**** Materials provided

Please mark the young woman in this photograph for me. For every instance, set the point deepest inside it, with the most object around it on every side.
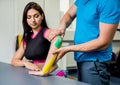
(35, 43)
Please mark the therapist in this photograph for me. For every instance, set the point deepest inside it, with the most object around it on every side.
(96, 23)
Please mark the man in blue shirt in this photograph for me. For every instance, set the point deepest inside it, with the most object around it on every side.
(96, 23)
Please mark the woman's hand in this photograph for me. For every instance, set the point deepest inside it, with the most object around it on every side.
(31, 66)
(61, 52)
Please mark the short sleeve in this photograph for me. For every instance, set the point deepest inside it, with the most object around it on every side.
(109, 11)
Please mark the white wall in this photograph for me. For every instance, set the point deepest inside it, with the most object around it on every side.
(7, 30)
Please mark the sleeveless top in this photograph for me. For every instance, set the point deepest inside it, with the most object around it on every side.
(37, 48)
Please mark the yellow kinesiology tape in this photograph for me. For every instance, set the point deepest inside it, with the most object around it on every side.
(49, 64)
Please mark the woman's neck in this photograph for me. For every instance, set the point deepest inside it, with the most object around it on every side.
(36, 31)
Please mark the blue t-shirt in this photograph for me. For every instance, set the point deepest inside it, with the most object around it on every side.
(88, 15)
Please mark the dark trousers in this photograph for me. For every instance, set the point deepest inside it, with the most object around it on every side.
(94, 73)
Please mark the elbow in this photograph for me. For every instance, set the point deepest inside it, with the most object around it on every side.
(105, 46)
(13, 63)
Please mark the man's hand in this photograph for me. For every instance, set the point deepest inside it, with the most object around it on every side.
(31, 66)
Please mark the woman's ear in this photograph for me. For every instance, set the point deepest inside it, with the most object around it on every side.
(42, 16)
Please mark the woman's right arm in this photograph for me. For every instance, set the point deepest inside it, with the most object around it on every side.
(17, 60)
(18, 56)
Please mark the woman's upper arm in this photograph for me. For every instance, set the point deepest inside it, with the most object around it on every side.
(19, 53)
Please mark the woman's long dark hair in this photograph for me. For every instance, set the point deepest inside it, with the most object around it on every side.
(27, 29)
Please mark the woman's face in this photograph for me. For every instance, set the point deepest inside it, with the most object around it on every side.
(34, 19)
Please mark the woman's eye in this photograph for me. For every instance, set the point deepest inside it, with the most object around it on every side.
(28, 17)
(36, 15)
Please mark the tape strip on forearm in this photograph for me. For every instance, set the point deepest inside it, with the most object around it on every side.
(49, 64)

********

Stated problem
Starting at the line containing "Please mark the tape" and ending with the last line of the items, both included, write these lines out again, requests included, scaling every coordinate in the answers by 0.35 and rounding each result to a whole number, with halves rounded up.

Answer below
Please mark the tape strip on forearm in this photograph for me. For every instance, set the point deepest inside it, with the most object around it on every side.
(17, 22)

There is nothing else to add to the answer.